Reproduce all of the records below word for word, keeping every line as it appears.
┌─ Exercise inputs
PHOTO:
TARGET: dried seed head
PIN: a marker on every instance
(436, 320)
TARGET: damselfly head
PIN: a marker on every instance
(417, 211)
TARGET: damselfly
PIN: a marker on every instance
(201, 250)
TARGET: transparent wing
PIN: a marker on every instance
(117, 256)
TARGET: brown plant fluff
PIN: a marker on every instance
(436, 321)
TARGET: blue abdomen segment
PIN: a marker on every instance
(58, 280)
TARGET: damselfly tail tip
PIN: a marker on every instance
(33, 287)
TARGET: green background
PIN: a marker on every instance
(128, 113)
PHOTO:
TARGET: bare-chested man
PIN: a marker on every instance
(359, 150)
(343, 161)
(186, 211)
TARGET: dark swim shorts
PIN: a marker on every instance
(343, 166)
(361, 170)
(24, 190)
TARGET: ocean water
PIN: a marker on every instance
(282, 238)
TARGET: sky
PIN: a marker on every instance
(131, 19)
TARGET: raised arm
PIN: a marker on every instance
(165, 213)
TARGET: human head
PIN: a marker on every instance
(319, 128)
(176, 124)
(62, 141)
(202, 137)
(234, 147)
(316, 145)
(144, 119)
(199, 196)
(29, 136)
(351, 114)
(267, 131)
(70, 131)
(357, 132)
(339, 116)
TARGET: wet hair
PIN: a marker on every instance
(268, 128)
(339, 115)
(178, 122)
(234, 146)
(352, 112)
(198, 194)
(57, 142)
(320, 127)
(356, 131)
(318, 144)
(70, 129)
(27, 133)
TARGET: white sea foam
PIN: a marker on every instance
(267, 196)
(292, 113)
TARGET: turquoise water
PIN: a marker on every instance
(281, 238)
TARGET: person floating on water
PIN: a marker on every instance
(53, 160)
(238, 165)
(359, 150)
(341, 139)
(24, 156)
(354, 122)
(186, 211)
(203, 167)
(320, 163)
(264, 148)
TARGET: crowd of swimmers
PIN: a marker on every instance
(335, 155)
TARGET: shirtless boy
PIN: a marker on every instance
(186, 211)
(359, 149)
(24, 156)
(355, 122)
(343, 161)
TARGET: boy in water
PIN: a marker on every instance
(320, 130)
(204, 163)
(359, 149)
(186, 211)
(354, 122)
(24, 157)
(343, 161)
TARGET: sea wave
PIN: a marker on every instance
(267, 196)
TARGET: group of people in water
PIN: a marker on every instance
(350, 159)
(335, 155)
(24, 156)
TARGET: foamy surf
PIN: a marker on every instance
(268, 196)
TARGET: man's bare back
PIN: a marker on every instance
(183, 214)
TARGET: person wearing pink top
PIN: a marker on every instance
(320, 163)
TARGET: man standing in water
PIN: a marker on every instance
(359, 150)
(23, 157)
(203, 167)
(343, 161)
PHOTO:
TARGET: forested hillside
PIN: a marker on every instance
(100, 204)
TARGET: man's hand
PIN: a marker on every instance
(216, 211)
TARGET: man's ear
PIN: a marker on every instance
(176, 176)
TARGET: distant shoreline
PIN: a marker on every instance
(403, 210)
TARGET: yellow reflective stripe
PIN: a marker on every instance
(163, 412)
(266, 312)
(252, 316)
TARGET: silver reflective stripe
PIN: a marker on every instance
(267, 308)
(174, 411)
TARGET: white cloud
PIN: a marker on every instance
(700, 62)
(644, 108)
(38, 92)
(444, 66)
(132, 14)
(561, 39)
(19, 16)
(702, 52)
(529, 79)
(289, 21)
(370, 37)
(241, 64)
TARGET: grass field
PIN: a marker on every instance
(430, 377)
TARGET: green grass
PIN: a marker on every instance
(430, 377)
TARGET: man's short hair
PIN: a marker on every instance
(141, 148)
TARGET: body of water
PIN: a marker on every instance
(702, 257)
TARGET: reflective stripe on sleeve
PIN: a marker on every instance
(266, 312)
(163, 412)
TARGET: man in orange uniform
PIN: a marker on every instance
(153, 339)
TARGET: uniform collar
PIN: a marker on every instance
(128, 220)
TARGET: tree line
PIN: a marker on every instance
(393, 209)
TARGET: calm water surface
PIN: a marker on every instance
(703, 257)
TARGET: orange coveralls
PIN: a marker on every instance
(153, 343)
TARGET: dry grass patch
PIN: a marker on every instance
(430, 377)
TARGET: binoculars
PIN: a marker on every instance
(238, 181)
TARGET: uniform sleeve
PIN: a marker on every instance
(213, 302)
└─
§ **Exercise answer**:
PHOTO:
TARGET: dried seed head
PIN: a marker on every instance
(436, 320)
TARGET: damselfly head
PIN: a marker on every instance
(417, 211)
TARGET: damselfly
PIN: a marker on every instance
(201, 250)
TARGET: transparent wing
PIN: a marker on every instance
(117, 256)
TARGET: brown plant fluff
PIN: a marker on every instance
(436, 321)
TARGET: blue abdomen segment
PIN: a marker on every instance
(58, 280)
TARGET: damselfly tail tip
PIN: a marker on every instance
(33, 287)
TARGET: green background
PIN: a marker on every instance
(128, 113)
PHOTO:
TARGET: bare-chested man
PIN: a marker on every instance
(359, 150)
(343, 161)
(186, 211)
TARGET: dark swim shorts
PIN: a marker on every instance
(343, 166)
(361, 170)
(24, 190)
TARGET: ocean water
PIN: a marker on every instance
(282, 238)
TARGET: sky
PIN: a marker on every instance
(131, 19)
TARGET: raised arm
PIN: a marker on every instance
(165, 213)
TARGET: human head
PIN: a marker on every instance
(319, 128)
(176, 124)
(62, 141)
(202, 137)
(234, 147)
(316, 145)
(144, 119)
(199, 196)
(29, 136)
(351, 114)
(267, 131)
(70, 131)
(357, 132)
(339, 116)
TARGET: wet hair
PIN: a marker on every instance
(268, 128)
(339, 115)
(178, 122)
(234, 146)
(352, 112)
(198, 194)
(57, 142)
(320, 127)
(356, 131)
(318, 144)
(70, 129)
(27, 133)
TARGET: white sea foam
PIN: a marker on every instance
(267, 196)
(292, 113)
TARGET: turquoise water
PIN: a marker on every instance
(281, 238)
TARGET: person floating on water
PIN: a marker on every instance
(53, 160)
(238, 165)
(359, 150)
(341, 139)
(24, 156)
(354, 122)
(186, 211)
(203, 167)
(320, 163)
(264, 148)
TARGET: crowd of swimmers
PIN: a marker on every instance
(335, 155)
TARGET: shirtless boy
PIN: a marker on every instance
(186, 211)
(359, 149)
(24, 156)
(355, 122)
(343, 161)
TARGET: boy in water
PIN: a marker on every instance
(320, 130)
(204, 163)
(359, 149)
(186, 211)
(354, 122)
(24, 157)
(343, 161)
TARGET: sea wave
PIN: a marker on every instance
(267, 196)
TARGET: group of people in water
PIN: a marker on every instance
(350, 159)
(335, 155)
(24, 156)
TARGET: foamy surf
PIN: a marker on every instance
(268, 196)
TARGET: man's bare back
PIN: a marker on every instance
(183, 214)
TARGET: person wearing pink top
PIN: a marker on every instance
(320, 163)
TARGET: man standing in water
PIN: a marker on every instance
(359, 150)
(23, 157)
(203, 167)
(343, 161)
PHOTO:
TARGET: forested hillside
PIN: a marker on every instance
(100, 204)
TARGET: man's hand
PIN: a marker on every instance
(216, 211)
TARGET: man's ear
PIN: a marker on every instance
(176, 176)
TARGET: distant shoreline
PIN: a marker on every instance
(403, 210)
TARGET: yellow reflective stripe
PIN: a marker on every instance
(163, 412)
(266, 312)
(252, 316)
TARGET: silver reflective stripe
PIN: a marker on every instance
(267, 308)
(174, 411)
TARGET: white cloud
PIN: a marker on every instance
(700, 62)
(644, 108)
(38, 92)
(444, 66)
(132, 14)
(561, 39)
(19, 16)
(702, 52)
(529, 79)
(289, 21)
(370, 37)
(241, 64)
TARGET: grass field
PIN: a marker on every instance
(430, 377)
TARGET: green grass
PIN: a marker on every instance
(430, 377)
TARGET: man's short hair
PIN: a marker on every instance
(141, 148)
TARGET: body of water
PIN: a marker on every instance
(702, 257)
TARGET: reflective stripe on sleeve
PIN: a marker on every instance
(266, 312)
(163, 412)
TARGET: man in orange uniform
PIN: a marker on every instance
(153, 339)
TARGET: uniform collar
PIN: a marker on every instance
(128, 220)
TARGET: tree line
PIN: a marker on every instance
(393, 209)
TARGET: calm water surface
PIN: a marker on every instance
(703, 257)
TARGET: orange coveralls
PIN: a marker on every instance
(153, 343)
TARGET: dry grass patch
PIN: a marker on every instance
(430, 377)
TARGET: binoculars
PIN: a marker on every instance
(238, 181)
TARGET: uniform sleeve
PIN: a marker on every instance
(213, 302)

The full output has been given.